§ Challenge:
Tally the lines of the material that contain the string "wall" and give only that number. Case counts.
━━━ Data for this task ━━━
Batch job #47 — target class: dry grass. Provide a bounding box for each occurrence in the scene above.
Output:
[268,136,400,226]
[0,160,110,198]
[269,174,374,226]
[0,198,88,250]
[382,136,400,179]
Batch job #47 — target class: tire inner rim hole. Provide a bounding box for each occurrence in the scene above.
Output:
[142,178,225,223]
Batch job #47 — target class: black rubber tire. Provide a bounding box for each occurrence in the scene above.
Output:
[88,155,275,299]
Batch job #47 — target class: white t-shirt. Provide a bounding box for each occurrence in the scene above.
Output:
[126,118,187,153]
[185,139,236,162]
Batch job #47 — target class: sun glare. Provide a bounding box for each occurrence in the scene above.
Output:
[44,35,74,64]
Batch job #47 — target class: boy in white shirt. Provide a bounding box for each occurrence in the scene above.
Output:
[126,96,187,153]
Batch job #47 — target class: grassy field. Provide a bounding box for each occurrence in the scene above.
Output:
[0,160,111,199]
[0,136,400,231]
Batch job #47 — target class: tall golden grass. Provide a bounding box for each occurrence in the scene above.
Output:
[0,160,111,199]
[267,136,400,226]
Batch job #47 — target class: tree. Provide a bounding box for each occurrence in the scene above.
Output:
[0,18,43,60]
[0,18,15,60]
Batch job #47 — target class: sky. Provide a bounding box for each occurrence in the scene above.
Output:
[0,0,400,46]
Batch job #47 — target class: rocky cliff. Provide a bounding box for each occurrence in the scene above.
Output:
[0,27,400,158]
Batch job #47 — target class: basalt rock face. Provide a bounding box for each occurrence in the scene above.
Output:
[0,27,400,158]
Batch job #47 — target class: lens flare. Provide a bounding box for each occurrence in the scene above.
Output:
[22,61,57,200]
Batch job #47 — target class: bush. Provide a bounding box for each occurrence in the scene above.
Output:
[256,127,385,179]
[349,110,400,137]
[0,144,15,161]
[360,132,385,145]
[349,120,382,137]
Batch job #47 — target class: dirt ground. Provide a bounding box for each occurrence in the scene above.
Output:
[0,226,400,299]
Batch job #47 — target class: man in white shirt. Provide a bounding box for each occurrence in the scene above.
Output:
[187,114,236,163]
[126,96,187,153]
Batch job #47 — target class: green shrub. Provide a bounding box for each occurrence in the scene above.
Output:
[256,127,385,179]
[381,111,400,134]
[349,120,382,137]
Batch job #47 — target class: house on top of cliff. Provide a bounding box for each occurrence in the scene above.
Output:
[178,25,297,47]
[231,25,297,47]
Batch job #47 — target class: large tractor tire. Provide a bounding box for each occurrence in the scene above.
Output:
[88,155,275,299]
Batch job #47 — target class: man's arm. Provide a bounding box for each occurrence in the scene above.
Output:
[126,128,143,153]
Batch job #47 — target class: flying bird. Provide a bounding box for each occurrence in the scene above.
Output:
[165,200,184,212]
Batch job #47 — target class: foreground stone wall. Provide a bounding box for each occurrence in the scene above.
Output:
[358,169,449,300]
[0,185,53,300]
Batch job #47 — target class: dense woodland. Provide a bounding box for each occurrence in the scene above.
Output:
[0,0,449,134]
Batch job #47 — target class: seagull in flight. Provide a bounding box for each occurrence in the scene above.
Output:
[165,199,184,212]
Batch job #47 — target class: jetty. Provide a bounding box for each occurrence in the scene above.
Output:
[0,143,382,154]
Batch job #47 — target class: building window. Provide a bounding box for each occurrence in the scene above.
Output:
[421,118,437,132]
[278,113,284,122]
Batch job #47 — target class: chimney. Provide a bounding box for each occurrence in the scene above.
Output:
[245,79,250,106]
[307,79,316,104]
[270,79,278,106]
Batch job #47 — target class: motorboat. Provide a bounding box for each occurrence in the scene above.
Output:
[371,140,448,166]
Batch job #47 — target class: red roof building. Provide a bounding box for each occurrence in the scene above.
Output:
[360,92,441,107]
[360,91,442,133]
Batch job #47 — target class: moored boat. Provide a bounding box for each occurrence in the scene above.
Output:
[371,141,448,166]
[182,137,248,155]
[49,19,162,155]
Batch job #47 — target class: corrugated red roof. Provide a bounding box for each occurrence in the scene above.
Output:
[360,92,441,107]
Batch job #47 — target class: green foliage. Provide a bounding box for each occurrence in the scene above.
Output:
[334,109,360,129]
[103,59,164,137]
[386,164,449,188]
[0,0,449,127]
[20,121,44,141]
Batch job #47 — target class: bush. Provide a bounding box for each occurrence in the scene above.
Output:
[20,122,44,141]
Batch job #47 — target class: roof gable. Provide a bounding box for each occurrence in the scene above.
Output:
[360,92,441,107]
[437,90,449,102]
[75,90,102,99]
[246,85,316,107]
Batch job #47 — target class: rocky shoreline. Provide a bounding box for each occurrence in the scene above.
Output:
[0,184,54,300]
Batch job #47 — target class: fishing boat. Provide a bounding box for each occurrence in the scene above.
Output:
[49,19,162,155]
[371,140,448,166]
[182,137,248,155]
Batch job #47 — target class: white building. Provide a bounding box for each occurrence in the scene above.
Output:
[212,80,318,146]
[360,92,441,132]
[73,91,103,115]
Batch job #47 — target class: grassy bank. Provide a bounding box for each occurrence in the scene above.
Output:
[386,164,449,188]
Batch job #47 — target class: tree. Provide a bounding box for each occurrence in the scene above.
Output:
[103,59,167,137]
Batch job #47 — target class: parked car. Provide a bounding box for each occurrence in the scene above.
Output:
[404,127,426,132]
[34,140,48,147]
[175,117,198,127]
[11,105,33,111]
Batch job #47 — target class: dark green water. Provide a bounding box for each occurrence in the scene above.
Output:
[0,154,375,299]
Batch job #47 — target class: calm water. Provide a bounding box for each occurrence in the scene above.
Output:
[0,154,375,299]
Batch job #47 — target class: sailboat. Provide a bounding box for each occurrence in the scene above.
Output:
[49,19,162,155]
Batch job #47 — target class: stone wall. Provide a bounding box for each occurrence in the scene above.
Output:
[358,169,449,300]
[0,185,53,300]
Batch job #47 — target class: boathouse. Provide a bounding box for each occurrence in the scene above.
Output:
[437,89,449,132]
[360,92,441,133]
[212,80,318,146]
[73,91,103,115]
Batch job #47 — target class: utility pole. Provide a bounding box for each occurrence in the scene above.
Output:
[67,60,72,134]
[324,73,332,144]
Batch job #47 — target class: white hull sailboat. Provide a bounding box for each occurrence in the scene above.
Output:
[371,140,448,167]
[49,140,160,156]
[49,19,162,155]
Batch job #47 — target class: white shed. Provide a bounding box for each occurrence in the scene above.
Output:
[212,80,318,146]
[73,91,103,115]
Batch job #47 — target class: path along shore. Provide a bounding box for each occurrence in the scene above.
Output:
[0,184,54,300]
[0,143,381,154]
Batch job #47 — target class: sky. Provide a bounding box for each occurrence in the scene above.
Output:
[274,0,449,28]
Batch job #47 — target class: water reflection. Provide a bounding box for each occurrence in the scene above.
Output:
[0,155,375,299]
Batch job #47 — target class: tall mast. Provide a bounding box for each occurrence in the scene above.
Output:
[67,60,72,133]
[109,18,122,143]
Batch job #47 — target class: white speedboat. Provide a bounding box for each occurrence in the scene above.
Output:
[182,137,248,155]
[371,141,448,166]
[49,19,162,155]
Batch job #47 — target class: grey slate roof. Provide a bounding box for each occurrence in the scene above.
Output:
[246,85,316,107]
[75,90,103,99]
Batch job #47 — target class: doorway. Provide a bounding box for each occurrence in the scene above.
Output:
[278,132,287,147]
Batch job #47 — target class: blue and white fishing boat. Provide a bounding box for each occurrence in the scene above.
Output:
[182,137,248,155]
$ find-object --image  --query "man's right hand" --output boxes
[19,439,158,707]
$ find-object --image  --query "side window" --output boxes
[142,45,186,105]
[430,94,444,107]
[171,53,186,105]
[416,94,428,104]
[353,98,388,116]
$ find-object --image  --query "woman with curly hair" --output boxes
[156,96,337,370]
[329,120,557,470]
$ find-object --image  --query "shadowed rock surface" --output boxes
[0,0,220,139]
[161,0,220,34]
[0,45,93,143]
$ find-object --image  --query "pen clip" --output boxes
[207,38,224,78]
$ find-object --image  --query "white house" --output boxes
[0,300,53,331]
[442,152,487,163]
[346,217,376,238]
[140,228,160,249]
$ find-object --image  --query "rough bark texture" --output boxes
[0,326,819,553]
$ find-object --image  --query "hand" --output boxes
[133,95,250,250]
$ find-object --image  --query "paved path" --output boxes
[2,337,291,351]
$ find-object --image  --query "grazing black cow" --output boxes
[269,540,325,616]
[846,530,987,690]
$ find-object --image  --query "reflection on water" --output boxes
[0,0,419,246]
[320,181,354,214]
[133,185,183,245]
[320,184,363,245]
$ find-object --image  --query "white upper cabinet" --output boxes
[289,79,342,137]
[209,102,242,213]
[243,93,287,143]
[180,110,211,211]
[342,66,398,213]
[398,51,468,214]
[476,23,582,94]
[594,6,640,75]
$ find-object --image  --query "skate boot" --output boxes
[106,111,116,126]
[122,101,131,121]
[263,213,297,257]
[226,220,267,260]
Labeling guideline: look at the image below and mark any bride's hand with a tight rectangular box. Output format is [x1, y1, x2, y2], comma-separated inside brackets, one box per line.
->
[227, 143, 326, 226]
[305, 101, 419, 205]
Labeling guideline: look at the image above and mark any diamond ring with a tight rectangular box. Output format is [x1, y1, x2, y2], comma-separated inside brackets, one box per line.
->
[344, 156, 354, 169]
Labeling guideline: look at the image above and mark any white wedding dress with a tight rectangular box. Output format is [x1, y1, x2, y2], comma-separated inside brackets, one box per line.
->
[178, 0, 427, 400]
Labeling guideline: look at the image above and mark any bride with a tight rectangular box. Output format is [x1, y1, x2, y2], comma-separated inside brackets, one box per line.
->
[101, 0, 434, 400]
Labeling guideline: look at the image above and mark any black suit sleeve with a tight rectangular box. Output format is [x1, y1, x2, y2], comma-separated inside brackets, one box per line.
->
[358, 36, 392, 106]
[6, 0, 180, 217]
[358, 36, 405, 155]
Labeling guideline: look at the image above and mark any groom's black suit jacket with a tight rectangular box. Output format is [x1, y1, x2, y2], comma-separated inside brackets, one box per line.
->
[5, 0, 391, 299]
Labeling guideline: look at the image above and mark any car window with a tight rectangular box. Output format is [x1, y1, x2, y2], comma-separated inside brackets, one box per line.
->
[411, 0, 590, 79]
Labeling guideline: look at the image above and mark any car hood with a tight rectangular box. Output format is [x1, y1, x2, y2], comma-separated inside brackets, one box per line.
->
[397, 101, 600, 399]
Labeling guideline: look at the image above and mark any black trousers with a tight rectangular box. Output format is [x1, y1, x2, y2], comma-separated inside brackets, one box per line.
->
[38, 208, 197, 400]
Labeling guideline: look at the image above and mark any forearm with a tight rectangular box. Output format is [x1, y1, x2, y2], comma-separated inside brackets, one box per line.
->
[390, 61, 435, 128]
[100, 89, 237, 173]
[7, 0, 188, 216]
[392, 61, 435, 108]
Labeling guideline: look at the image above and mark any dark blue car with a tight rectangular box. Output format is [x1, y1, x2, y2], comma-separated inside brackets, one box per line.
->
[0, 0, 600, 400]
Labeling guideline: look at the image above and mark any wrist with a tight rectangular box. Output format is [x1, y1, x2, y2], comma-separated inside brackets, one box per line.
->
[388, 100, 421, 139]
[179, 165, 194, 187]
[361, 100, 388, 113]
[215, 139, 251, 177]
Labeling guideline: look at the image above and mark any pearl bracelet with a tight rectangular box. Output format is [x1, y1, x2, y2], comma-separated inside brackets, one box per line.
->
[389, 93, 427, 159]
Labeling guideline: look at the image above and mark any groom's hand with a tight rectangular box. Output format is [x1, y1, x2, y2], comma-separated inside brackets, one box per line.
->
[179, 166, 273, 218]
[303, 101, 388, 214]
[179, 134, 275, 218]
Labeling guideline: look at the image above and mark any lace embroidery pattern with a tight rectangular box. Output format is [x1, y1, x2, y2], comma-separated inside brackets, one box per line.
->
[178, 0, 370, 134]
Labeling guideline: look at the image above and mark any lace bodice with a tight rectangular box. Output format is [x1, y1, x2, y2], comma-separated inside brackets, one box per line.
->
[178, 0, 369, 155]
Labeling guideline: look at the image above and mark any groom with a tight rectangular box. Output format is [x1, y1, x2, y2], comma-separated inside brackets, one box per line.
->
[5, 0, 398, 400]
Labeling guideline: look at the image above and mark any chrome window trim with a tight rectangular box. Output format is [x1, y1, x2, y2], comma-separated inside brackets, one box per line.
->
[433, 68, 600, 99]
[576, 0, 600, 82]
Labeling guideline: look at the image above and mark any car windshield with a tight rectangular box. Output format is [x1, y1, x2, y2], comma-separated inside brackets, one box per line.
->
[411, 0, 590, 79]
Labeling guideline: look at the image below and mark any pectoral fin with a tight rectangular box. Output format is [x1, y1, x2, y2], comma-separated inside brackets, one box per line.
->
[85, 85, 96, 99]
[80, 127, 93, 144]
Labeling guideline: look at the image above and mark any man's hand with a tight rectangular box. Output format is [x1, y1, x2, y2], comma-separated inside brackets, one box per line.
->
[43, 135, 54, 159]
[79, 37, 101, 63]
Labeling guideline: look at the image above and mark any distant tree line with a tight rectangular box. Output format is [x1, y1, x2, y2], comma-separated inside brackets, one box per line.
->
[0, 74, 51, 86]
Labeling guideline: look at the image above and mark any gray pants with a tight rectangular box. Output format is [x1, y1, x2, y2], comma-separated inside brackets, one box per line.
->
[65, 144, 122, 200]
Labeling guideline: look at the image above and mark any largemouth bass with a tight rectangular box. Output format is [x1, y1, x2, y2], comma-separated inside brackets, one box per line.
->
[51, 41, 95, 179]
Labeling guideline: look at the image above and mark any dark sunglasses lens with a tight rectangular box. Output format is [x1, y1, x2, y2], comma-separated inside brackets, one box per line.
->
━━━
§ Task result:
2